> _Text_
To support the parallelism of mapper jobs you must specify a split by column key and Hive partitioning key columns if applicable.

  • With this approach you can end up with several small part files (one for each mapper task) in HDFS which is not the most optimal way of storing data in Hadoop.
  • To reduce the number of part files you must reduce the number of mappers hence reducing the parallelism
  • At the time of this writing Oracle Number and Timestamp types aren't properly supported from Oracle to Hive with a Parquet dialect
  • Sqoop depends on YARN to allocate resources for each mapper task
  • Both the Sqoop CLI and API has a steep learning curve

Comparison with Flume

Flume supports streaming data from a plethora of out-of-the-box Sources and Sinks.

Flume supports the notion of a channel which is like a persistent queue and glues together sources and sinks.

The channel is an attractive feature as it can buffer up transactions/events under heavy load conditions – channel types can be File, Kafka or JDBC.

  • The Flume Hive sink is limited to streaming events containing delimited text or JSON data directly into a Hive table or partition - it’s possible to write a Custom EEL source and sink and therefore supporting all source/sink types such as Parquet, Orc, Hive, etc...
  • Flume requires an additional maintenance of a Flume Agent topology - separate processes.

Comparison with Kite

The Kite API and CLI are very similar in functionality to EEL but there are some subtle differences:

  • Datasets in Kite require AVRO schemas
  • A dataset is essentially a Hive table - the upcoming EEL 1.2 release you will be able to create Hive tables from the CLI - at the moment it’s possible generate the Hive DDL with EEL API using io.eels.component.hive.HiveDDL$#showDDL.
  • For writing directly to AVRO or Parquet storage formats you must provide an AVRO schema – EEL dynamically infers a schema from the underlying source, for example a JDBC Query or CSV headers.
  • Support for ingesting from storage formats (other than AVRO and Parquet) is be achieved by transforming each record/row with another module named Kite Morphlines - it uses another intermediate record format and is another API to learn.
  • EEL supports transformations using regular Scala functions by invoking the map method on the Source’s underlying Frame, e.g. source.toFrame.map(f: (Row) => Row) – the map function returns a new row object.
  • Kite has direct support for HBase but EEL doesn’t – will do with the upcoming EEL 1.2 release
  • Kite currently doesn’t support Kudo – EEL does.

(Dataset records)
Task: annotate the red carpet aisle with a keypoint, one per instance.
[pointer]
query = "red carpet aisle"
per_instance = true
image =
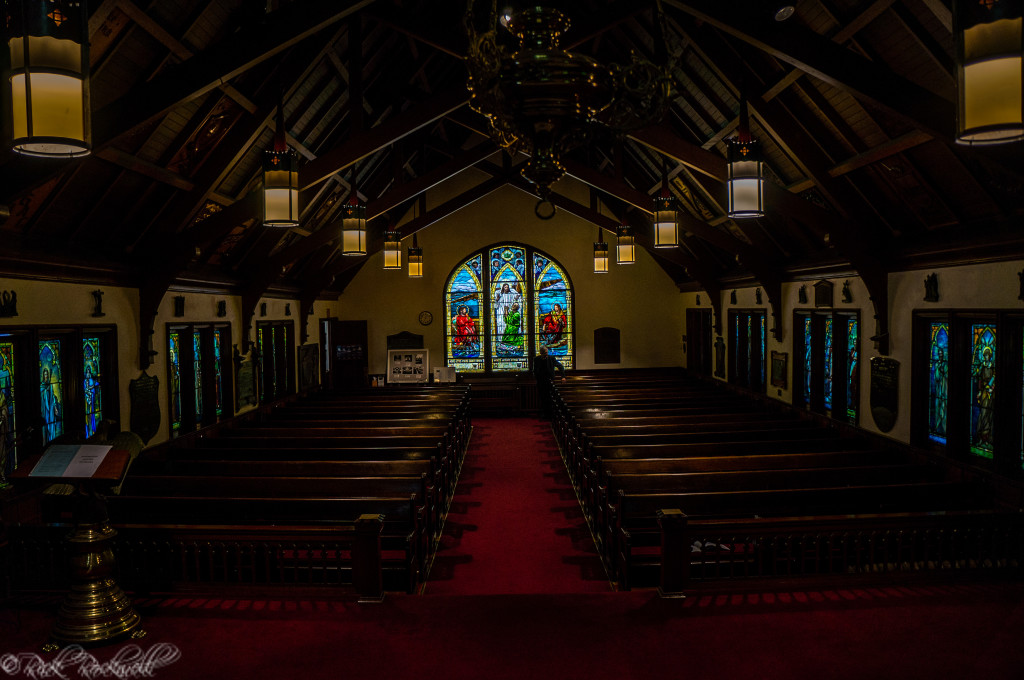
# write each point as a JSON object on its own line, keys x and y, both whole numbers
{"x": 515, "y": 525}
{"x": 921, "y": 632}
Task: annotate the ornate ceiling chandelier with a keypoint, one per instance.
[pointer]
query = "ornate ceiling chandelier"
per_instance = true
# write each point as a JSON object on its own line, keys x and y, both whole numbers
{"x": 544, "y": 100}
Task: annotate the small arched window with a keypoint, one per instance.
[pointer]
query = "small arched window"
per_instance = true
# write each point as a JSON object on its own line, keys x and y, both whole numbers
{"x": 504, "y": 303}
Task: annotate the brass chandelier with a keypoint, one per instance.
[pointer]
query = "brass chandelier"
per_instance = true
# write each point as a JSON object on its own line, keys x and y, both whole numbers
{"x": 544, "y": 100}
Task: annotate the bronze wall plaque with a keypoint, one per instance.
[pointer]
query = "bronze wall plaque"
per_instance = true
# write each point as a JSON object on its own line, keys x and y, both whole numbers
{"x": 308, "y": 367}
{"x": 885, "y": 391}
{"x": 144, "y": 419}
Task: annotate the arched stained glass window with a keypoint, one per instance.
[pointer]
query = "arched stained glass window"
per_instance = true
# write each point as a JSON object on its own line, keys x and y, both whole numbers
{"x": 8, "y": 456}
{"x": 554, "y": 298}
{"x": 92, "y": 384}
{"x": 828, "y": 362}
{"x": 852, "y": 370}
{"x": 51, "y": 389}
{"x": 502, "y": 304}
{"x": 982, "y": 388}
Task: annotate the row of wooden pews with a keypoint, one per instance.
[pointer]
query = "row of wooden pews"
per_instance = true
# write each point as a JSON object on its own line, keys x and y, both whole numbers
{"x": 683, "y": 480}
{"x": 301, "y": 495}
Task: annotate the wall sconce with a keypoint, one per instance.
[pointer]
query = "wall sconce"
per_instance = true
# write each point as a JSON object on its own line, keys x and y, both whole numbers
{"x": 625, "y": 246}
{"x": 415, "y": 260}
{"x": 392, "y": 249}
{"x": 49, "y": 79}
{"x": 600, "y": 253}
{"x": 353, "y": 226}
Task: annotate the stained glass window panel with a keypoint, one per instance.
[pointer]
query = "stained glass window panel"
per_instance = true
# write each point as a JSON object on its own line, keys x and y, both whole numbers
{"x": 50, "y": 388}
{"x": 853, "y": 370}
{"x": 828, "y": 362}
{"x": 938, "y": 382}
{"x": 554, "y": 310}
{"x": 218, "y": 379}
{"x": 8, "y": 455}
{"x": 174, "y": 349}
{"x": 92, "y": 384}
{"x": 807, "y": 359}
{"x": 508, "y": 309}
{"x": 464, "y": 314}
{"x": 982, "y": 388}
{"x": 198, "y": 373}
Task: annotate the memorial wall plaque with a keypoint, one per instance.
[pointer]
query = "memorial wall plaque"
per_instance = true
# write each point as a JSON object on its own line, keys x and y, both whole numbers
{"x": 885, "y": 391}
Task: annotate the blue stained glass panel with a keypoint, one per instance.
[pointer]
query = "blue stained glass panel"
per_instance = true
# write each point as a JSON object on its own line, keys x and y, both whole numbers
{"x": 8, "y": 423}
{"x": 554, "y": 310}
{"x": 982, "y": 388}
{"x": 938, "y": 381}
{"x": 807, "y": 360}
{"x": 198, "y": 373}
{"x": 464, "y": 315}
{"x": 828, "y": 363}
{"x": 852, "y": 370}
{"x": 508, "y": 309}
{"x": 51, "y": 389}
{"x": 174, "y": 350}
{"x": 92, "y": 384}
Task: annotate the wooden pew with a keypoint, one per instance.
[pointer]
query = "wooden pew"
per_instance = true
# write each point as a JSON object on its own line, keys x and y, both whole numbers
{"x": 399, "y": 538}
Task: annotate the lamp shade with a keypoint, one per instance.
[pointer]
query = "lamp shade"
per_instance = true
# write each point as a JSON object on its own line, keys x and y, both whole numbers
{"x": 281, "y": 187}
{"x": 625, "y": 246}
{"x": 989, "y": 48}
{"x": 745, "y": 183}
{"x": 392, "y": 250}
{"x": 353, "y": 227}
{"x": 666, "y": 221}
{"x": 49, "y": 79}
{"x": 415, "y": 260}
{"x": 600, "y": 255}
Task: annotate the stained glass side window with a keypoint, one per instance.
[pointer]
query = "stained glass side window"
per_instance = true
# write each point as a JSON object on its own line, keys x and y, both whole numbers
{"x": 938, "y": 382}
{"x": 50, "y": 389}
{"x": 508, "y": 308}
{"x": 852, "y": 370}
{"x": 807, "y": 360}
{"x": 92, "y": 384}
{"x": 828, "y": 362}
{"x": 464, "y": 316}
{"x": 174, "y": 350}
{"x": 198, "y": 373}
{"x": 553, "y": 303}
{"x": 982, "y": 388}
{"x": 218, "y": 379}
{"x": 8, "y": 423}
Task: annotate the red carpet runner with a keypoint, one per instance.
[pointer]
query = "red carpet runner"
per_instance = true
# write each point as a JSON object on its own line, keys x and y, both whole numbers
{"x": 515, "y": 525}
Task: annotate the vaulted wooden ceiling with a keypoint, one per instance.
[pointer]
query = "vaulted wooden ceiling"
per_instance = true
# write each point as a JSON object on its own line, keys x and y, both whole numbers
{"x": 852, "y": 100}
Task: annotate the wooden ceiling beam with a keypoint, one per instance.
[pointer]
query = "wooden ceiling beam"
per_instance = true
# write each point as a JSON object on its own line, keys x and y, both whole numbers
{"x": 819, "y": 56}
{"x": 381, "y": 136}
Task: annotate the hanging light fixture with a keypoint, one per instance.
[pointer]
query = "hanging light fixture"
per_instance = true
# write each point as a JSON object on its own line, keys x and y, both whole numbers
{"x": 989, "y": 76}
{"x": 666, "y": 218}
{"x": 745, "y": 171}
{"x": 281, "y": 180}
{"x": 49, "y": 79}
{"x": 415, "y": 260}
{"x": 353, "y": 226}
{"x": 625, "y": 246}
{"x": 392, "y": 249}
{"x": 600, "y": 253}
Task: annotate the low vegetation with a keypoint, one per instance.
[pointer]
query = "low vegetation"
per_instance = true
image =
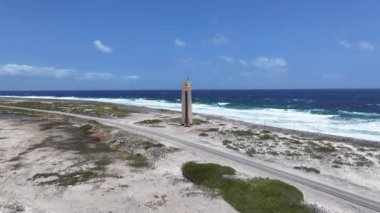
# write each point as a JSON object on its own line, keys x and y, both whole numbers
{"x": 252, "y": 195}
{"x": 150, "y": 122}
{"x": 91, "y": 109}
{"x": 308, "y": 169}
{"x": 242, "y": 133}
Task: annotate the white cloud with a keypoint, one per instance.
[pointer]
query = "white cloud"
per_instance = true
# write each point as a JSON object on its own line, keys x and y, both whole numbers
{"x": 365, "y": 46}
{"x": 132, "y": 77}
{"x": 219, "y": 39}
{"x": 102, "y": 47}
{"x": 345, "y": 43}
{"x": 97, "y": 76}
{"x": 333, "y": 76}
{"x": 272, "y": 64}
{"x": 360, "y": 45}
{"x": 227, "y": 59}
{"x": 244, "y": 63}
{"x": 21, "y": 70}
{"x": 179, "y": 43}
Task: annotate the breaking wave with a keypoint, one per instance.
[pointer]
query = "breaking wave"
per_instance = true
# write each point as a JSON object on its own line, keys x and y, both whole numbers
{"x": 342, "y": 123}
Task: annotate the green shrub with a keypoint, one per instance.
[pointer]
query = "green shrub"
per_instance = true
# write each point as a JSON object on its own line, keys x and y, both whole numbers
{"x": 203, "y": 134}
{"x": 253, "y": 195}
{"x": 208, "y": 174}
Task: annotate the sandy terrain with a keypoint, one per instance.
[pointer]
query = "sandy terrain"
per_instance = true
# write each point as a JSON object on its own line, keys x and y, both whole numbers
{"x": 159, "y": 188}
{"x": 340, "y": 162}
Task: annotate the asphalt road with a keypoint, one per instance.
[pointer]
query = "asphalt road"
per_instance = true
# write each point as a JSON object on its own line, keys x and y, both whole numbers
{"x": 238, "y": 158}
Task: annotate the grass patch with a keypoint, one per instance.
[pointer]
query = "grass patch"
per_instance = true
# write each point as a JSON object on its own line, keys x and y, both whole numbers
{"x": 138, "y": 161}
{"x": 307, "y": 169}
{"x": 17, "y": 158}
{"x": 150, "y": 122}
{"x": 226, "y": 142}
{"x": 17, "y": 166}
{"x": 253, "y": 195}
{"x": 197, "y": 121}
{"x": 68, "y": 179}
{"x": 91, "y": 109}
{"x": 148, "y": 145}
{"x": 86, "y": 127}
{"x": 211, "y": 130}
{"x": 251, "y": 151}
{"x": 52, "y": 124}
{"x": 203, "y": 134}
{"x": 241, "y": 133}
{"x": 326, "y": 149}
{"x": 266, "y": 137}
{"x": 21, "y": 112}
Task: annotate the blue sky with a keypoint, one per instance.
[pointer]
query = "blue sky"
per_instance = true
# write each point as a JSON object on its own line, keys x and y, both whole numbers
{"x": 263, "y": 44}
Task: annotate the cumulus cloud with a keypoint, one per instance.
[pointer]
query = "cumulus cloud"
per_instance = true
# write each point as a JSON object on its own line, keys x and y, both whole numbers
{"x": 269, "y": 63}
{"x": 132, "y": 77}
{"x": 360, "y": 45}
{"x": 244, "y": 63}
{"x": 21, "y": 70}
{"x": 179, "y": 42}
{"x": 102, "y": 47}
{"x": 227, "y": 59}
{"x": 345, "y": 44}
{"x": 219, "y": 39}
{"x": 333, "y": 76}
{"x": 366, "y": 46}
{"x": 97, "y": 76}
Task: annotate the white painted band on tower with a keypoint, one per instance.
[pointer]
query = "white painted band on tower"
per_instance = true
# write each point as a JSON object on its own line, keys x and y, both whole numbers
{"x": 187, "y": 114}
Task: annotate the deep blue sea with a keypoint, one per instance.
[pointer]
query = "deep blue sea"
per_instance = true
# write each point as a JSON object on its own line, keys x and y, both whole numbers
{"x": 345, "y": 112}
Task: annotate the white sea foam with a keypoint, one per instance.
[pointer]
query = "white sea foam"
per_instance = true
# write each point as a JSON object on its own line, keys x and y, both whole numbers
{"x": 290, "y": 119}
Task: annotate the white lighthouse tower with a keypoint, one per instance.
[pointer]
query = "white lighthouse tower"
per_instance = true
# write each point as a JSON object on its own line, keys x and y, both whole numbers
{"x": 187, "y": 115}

==

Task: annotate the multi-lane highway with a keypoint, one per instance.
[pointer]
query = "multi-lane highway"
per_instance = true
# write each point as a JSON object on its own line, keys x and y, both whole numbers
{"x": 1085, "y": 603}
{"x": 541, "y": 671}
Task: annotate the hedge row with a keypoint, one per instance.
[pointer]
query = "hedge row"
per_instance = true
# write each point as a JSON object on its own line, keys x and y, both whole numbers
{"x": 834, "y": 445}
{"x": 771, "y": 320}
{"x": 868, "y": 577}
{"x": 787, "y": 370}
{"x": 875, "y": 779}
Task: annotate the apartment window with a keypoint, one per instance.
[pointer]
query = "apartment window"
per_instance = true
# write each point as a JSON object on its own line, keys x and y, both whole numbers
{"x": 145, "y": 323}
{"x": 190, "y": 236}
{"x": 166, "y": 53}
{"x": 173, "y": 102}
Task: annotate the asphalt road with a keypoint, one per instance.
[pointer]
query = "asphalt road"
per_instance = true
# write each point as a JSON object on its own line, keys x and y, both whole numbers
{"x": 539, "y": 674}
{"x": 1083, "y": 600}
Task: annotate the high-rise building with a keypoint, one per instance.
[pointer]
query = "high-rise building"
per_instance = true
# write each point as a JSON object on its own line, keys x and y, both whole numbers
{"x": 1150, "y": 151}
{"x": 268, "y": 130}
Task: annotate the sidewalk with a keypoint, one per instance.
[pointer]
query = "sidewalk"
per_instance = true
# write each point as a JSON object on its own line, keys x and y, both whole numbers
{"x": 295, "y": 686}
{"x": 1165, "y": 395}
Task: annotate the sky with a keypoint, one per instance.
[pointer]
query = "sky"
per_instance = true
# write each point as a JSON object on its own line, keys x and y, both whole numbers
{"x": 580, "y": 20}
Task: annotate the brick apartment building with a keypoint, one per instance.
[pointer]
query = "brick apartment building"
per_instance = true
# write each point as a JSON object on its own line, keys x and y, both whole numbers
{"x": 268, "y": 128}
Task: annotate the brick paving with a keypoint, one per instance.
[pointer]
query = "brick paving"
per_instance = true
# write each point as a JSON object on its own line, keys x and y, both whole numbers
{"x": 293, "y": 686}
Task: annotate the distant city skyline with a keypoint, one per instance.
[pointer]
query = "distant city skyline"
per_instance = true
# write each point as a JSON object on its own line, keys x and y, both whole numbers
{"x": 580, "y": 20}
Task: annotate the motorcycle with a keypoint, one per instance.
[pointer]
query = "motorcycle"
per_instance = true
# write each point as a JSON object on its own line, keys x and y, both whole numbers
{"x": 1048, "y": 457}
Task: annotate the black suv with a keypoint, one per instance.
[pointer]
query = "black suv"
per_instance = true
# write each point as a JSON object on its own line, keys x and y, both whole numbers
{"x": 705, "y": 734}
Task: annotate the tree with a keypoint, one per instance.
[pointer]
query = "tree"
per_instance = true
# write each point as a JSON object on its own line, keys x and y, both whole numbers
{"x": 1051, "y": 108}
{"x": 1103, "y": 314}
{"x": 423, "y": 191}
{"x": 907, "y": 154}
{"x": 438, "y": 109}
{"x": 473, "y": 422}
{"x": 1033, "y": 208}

==

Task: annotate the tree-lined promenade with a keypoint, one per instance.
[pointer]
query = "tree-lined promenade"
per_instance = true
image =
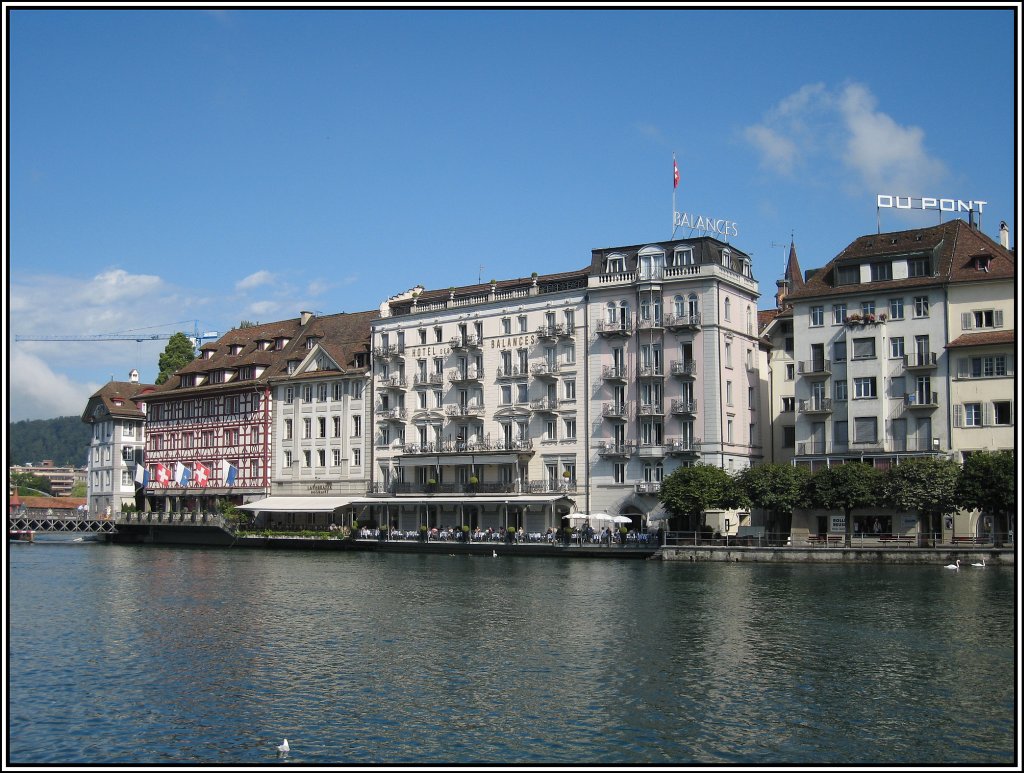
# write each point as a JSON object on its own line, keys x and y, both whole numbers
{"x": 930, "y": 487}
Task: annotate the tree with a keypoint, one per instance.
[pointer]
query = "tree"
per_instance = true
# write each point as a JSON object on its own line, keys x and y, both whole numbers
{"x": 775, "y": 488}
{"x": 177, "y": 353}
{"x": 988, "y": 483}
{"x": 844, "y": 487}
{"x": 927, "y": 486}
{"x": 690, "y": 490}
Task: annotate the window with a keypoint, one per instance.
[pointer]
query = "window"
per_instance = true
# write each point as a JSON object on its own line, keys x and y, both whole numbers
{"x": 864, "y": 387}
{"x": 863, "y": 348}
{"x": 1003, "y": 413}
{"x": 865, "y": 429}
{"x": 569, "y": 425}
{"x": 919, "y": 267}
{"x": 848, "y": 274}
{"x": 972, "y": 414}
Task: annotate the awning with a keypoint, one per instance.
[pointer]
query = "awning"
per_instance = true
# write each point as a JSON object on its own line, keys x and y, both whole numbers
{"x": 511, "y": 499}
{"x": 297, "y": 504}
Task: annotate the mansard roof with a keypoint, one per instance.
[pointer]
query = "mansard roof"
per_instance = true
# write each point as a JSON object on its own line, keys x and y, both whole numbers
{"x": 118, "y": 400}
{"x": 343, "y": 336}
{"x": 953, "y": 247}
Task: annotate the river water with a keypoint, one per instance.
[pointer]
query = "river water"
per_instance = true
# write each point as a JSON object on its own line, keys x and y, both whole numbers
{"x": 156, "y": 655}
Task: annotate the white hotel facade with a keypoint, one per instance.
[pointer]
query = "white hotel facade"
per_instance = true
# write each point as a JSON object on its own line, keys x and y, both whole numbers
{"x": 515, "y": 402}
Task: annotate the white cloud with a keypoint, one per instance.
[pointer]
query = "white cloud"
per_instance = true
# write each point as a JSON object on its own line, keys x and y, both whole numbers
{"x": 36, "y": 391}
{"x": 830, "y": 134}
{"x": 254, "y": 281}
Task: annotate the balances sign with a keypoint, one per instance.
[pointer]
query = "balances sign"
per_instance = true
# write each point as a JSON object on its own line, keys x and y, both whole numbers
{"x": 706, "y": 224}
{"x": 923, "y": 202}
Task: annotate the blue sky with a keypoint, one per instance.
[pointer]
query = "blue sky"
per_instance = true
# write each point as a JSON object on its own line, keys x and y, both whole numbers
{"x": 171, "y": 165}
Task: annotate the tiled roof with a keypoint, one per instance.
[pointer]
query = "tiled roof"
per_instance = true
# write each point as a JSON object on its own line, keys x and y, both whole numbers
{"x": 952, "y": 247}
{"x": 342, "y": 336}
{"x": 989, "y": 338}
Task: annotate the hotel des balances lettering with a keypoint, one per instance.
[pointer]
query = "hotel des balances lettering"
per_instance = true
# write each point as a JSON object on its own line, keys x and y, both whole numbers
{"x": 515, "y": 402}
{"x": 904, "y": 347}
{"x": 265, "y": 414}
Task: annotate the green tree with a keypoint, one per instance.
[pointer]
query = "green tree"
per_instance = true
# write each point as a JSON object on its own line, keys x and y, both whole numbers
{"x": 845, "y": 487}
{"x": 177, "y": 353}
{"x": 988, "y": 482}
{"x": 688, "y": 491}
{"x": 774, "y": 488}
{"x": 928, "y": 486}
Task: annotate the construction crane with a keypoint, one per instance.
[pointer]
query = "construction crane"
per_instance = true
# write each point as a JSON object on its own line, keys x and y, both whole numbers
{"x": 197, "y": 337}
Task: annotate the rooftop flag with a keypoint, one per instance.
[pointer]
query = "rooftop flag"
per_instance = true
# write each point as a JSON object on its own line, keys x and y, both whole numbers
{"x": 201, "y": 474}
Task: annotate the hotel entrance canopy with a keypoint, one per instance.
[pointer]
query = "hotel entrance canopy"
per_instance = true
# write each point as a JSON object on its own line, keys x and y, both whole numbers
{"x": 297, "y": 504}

> _Problem to solve_
Can you edit the text from "Comparison with Flume" to "Orc, Hive, etc..." so that "conduit" stands in place of "channel"?

> _Output_
Comparison with Flume

Flume supports streaming data from a plethora of out-of-the-box Sources and Sinks.

Flume supports the notion of a conduit which is like a persistent queue and glues together sources and sinks.

The conduit is an attractive feature as it can buffer up transactions/events under heavy load conditions – conduit types can be File, Kafka or JDBC.

  • The Flume Hive sink is limited to streaming events containing delimited text or JSON data directly into a Hive table or partition - it’s possible to write a Custom EEL source and sink and therefore supporting all source/sink types such as Parquet, Orc, Hive, etc...